Exercise task
Can you collect every line in the rows below that contains the word "snow"? Case matters, so count only matches with the same capitalization.

Provided entries
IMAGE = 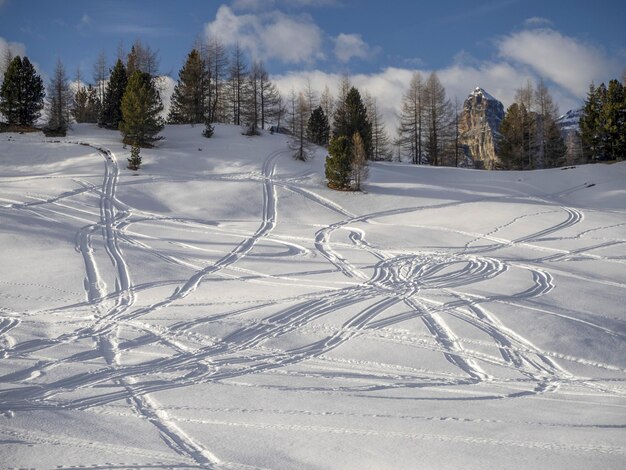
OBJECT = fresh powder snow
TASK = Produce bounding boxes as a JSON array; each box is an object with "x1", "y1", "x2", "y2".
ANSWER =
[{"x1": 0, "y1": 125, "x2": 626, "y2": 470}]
...
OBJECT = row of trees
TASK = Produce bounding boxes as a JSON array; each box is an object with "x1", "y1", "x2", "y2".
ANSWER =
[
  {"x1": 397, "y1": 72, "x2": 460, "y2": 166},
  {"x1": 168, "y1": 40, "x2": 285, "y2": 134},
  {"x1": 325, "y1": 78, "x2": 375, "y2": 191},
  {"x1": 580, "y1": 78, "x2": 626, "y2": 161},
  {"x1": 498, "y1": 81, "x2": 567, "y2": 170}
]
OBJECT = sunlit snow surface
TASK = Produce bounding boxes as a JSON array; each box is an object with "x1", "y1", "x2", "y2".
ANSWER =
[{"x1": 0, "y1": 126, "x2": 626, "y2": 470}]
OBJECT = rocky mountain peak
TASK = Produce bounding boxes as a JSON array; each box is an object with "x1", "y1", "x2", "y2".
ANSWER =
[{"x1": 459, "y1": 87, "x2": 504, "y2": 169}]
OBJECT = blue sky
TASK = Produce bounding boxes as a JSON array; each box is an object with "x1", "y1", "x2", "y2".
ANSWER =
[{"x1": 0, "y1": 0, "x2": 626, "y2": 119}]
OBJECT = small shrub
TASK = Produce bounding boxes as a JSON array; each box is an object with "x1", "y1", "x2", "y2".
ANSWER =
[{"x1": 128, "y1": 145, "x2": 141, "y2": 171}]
* * *
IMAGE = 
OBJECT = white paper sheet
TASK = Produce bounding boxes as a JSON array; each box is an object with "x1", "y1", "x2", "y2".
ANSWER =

Solution to the problem
OBJECT = fresh powder snow
OBJECT = sunlit snow surface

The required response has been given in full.